_Instructions for the task_
Without including any pictures, retype exactly the lines from the top of the records through the line containing "column 466, row 150", that final line included.
BEGIN Data supplied
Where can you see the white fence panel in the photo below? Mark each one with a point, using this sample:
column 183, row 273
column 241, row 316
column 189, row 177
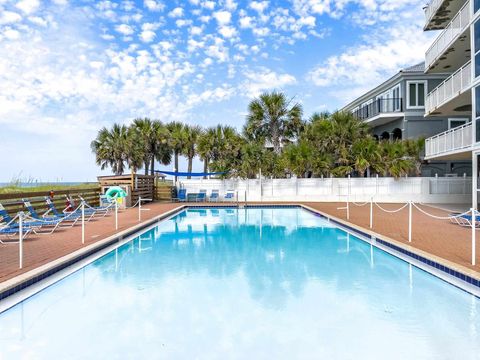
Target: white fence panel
column 430, row 190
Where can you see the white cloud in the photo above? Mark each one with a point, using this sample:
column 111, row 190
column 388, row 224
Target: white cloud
column 154, row 5
column 28, row 6
column 265, row 80
column 8, row 17
column 210, row 5
column 222, row 17
column 259, row 6
column 227, row 31
column 177, row 12
column 381, row 55
column 148, row 32
column 124, row 29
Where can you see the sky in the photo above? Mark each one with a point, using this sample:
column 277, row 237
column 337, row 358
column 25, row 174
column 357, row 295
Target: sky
column 69, row 68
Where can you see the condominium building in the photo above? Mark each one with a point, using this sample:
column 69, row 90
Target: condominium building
column 455, row 50
column 395, row 109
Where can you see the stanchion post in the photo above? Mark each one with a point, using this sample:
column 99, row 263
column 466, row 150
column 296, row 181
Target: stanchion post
column 20, row 240
column 83, row 222
column 410, row 221
column 371, row 213
column 348, row 208
column 473, row 237
column 116, row 214
column 139, row 208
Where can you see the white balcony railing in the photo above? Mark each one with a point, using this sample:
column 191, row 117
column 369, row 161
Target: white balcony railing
column 456, row 27
column 431, row 9
column 459, row 82
column 449, row 141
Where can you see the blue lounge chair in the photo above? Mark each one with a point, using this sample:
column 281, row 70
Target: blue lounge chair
column 50, row 221
column 102, row 210
column 36, row 225
column 202, row 196
column 181, row 195
column 68, row 216
column 214, row 196
column 229, row 196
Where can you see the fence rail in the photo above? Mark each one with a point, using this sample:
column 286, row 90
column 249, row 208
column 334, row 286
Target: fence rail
column 449, row 141
column 451, row 87
column 13, row 201
column 434, row 189
column 456, row 27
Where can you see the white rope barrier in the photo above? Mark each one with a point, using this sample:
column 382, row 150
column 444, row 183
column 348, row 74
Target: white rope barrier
column 360, row 204
column 390, row 211
column 440, row 217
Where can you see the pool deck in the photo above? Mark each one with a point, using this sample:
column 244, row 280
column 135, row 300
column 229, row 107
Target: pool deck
column 439, row 240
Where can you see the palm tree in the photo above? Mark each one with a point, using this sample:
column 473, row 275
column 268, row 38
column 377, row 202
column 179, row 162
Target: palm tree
column 189, row 150
column 395, row 159
column 177, row 138
column 205, row 148
column 273, row 117
column 115, row 148
column 366, row 155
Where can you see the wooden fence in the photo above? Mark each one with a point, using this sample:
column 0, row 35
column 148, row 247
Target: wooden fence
column 13, row 201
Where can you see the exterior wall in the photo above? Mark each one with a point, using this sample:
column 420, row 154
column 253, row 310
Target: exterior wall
column 429, row 190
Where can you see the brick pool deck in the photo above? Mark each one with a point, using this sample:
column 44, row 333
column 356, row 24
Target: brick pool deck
column 437, row 237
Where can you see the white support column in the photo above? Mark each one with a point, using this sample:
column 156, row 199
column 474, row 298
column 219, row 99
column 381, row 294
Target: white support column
column 20, row 240
column 371, row 212
column 83, row 222
column 116, row 214
column 474, row 240
column 474, row 180
column 410, row 221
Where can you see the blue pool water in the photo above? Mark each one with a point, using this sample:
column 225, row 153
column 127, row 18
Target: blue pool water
column 245, row 284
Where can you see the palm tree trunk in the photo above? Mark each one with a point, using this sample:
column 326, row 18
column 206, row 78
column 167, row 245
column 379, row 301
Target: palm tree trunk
column 205, row 167
column 190, row 160
column 176, row 165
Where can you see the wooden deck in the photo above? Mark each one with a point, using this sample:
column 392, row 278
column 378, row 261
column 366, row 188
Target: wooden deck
column 437, row 237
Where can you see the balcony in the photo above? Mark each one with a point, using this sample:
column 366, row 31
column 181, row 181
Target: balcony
column 453, row 144
column 438, row 13
column 448, row 91
column 451, row 39
column 381, row 111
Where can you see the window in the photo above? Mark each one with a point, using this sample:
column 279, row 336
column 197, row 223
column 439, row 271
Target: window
column 477, row 113
column 476, row 45
column 416, row 94
column 396, row 99
column 453, row 122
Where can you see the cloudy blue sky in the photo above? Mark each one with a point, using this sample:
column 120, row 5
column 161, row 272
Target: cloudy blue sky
column 67, row 68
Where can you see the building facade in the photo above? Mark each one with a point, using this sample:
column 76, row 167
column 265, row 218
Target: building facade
column 455, row 50
column 396, row 110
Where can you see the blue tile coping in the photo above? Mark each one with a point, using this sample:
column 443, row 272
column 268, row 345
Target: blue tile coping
column 463, row 277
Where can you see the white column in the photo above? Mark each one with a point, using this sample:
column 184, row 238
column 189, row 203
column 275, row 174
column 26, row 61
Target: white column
column 474, row 180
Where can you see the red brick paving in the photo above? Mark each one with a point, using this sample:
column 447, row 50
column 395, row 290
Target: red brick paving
column 438, row 237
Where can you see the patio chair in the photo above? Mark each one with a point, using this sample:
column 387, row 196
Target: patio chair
column 202, row 196
column 181, row 195
column 214, row 196
column 47, row 221
column 68, row 216
column 229, row 196
column 37, row 225
column 101, row 210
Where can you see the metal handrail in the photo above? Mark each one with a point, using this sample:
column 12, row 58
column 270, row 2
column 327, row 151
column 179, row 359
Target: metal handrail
column 379, row 106
column 454, row 28
column 451, row 87
column 431, row 9
column 454, row 139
END Data supplied
_Task answer_
Where can you see the white fence panel in the photo below? Mark each one with a point, using this sample:
column 183, row 273
column 241, row 316
column 189, row 177
Target: white fence panel
column 430, row 190
Where can you see the white cloud in the photo above? Mark each one with a point, using this sample:
column 111, row 190
column 388, row 224
Target: white cloud
column 154, row 5
column 28, row 6
column 265, row 80
column 8, row 17
column 210, row 5
column 222, row 17
column 259, row 6
column 227, row 31
column 177, row 12
column 381, row 55
column 148, row 32
column 124, row 29
Where can you see the sky in the photo above? Mark each one with a point, using this sample:
column 277, row 237
column 337, row 358
column 25, row 174
column 357, row 295
Target: sky
column 69, row 68
Where can you see the condominium building in the photo above? Mark each one with a point, using this sample:
column 69, row 90
Target: condominium building
column 455, row 50
column 395, row 109
Where can you see the stanchion post in the photo above? Mark each one with a point, using this sample:
column 99, row 263
column 466, row 150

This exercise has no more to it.